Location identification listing
+ + + + +

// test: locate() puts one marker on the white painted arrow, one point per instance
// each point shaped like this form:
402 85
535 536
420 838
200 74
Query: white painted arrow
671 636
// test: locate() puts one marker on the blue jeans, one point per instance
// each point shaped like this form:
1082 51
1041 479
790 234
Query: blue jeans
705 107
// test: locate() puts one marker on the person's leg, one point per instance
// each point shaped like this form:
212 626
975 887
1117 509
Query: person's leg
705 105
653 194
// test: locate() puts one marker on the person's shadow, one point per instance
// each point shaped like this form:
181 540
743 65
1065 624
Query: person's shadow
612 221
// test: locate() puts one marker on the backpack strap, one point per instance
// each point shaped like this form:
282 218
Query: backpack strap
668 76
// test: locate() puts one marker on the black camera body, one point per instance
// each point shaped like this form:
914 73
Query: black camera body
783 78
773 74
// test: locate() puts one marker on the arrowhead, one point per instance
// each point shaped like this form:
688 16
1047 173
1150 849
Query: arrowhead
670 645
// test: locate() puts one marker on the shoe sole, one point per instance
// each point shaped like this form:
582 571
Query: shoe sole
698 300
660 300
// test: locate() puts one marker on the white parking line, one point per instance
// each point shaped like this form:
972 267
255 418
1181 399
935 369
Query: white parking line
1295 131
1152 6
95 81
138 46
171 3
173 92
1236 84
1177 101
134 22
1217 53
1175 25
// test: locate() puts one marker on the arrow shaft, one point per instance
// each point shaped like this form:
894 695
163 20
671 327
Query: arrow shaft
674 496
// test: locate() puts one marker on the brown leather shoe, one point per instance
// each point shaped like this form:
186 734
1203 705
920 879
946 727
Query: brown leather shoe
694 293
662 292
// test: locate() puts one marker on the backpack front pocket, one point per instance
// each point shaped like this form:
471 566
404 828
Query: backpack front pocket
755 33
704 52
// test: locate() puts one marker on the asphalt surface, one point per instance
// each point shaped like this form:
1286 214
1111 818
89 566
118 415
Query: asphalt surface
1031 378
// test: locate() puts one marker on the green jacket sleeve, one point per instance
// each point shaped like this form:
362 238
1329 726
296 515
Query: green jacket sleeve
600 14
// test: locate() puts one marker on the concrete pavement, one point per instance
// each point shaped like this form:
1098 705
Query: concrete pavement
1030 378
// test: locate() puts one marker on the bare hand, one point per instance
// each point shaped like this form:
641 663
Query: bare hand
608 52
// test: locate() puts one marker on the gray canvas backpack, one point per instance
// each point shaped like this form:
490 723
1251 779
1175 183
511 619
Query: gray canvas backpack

+ + + + +

DIRECTION: Reproduce the entire listing above line for line, without changing any character.

TASK RESULT:
// test: locate() puts one marker on the white painted arrow, one point per instance
// each point shaped like this form:
402 85
535 536
420 838
200 74
Query: white painted arrow
671 636
// test: locate() puts one marker on the blue jeans, one point per instance
// each point shaped like this form:
1082 51
1041 479
790 234
Query: blue jeans
705 107
// test: locate() puts one marker on the person's leg, one point per instance
// each point shaped like this form:
212 626
975 887
1117 509
Query: person's leg
705 105
653 194
// test: locate() puts one marker on the person's shadow, one point per instance
// each point shaped like this form:
181 540
743 65
1065 624
Query: person's shadow
612 221
// test: locate() puts one marker on the backpack strap, one point per instance
// each point shaped like this form:
282 218
Query: backpack strap
668 76
// test: locate() puts one marker on the black camera body, one point per instance
// each point shaped like this form:
914 73
Query: black camera body
783 78
773 74
// test: locate() puts one marker on the arrowhead, one point per instance
// each point shaped like this form:
688 16
1047 173
1150 849
Query: arrowhead
670 645
// test: locate() puts one marker on the shoe sole, one point per instance
// each point shaped like this form:
582 571
Query: shoe sole
698 300
660 300
// test: locate() puts one marker on the white parking line, one point per instance
// each point shaped like this form:
972 267
255 418
1181 399
935 369
Query: white parking line
1295 131
1152 6
95 81
138 46
171 3
173 92
1236 84
1177 101
134 22
1217 53
1175 25
// test: locate() puts one marker on the arrow shaft, one point per instance
// each point shaped like this form:
894 695
163 20
671 327
Query: arrow shaft
674 496
// test: locate() puts one marker on the brown leather shoe, one point per instance
// each point shaped like this form:
186 734
1203 705
920 879
946 727
Query: brown leather shoe
694 293
662 292
// test: locate() puts one marker on the backpack front pocket, one point per instance
// each point shaped like this form:
471 566
404 828
Query: backpack front pocket
755 33
704 52
// test: locate() puts one marker on the asphalt surface, one point per instance
// each point shaped like this form:
1286 214
1111 818
89 566
118 415
Query: asphalt surface
1031 378
// test: locate() puts one marker on the green jacket sleeve, one point per instance
// each point shaped like this form:
362 238
1329 726
296 515
Query: green jacket sleeve
600 14
// test: locate() puts one marker on the concrete pavement, one point per instance
// each point shaped like this form:
1098 705
Query: concrete pavement
1030 378
// test: locate() puts one marker on the bare hand, one point per instance
// each point shaped like this form:
641 663
Query: bare hand
608 52
// test: locate() puts one marker on the gray canvas backpack, one point per instance
// each point shaped like this form:
490 723
1251 779
1175 183
511 619
Query: gray canvas backpack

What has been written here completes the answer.